_Document_

╭──

27. From the correspondence, the Tribunal concluded that in order to avoid the exchange difficulties the asseesee-company suggested that WLF make claims in a manner different from the actual state of affairs. It is also found that in order to ensure that in case of sale by WLF at a price less than the list price, the exchange difficulties might not come in the way of remitting the necessary amount, the assessee under-drew the invoices by 5 per cent. to 15 per cent. further. In this manner, according to the Tribunal, the assessee was building up a credit balance in the USA and had a running account with WLF, in which account the surplus realised by WLF over the list price of goods exported was credited and deficiency of sale made was debited. Certain other expenses which the assessee was obliged to incur were also debited to this account. Credits in this account were never credited by the assessee in its sales account. Similarly, the debits in this account were never debited by the assessee to its sales account. The assessee received certain amounts from WLF and also made payment when it was found that the amounts lying to its credit in the USA were not sufficient to meet the assessee's obligation or were far in excess of its obligations.

28. On the facts stated above, it is to be seen whether the assessee exported wide hessian cloth on principal to principal basis at a price agreed upon and on terms which were considered commercially expedient or in other words, whether the transactions were outright sale or whether WLF was only the assessee's agent.

╰──

_Problems to work on_
a - Translate into Spanish this sentence from the tribunal excerpt on hessian exports: "Credits in this account were never credited by the assessee in its sales account."
b - In the tribunal excerpt on hessian exports, condense the paragraph beginning "27. From the correspondence" into a bulleted list that keeps its main facts.
c - Write a continuation of the tribunal excerpt on hessian exports, starting after its final sentence.

_Dataset section_
╭──

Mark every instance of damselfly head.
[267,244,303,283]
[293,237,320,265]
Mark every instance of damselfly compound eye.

╰──

_Expected results_
a - Los créditos de esta cuenta nunca fueron abonados por el contribuyente en su cuenta de ventas.

b -
- From the correspondence, the Tribunal concluded that, to avoid exchange difficulties, the assessee suggested WLF make claims differing from the actual state of affairs.
- To keep exchange difficulties from blocking remittances when WLF sold below list price, the assessee under-drew invoices by a further 5 to 15 per cent.
- This built up a credit balance in the USA through a running account with WLF.
- WLF's surplus over the list price was credited to this account, and sales deficiencies were debited to it.
- Certain other expenses the assessee had to incur were also debited to this account.
- None of these credits or debits were ever entered in the assessee's sales account.
- The assessee received amounts from WLF, and made payments when its US credit was either too small or far too large for its obligations.

c -
29. While considering the point the Tribunal observed that the particular transferred transaction might appear to be outright sale under the law but it might not be so as a matter of fact. It is further observed that the prime element of sale is that the title of goods must pass to the buyer on the completion of sale and the property in the goods passed only when the parties intended to pass. For finding out the intention the cumulative effect of the circumstances in which the transactions had taken place was to be assessed properly. Then, according to the Tribunal, an outright sale and a sale on consignment basis might share certain common features but according to the Tribunal the facts of the case indicated that the assessee did not make an outright sale in spite of the apparent change over brought about in the method of exporting the goods since December, 1955.

30. Proceeding on the basis, therefore, that the assessee's exports to WLF were not on principal basis, the Tribunal next considered whether the gross commission allowed to WLF at 12 per cent. during the previous year would be treated as excessive. The rate of commission was agreed upon at 10 per cent. as a short-term measure in 1956 and was to be reduced to 8% later on; but subsequent correspondence showed that WLF in the USA was finding it increasingly difficult to work with the assessee on those terms. The Tribunal referred to WLF's letter dated November 15, 1957, to the assessee. Thereafter, the assessee agreed to the commission rate of 12 per cent. According to the Tribunal, the above facts were borne out from the correspondence mentioned herein, the letter dated May 30, 1958. addressed by the assessee to Mr. D. A. Paterson. Mr. Paterson's letter to Mr. David Pilkington dated July 8, 1958, the assessee's letter to Mr. Paterson dated November 20, 1958, and WLF's letter to the assessee dated December 8, 1958. Thus it was concluded by the Tribunal that the rate of commission was modified from January 1, 1959, by the assessee only in the interests of business and not for any other consideration. Thus, the Tribunal could not agree to the disallowance of Rs. 5,00,000 maintained by the AAC.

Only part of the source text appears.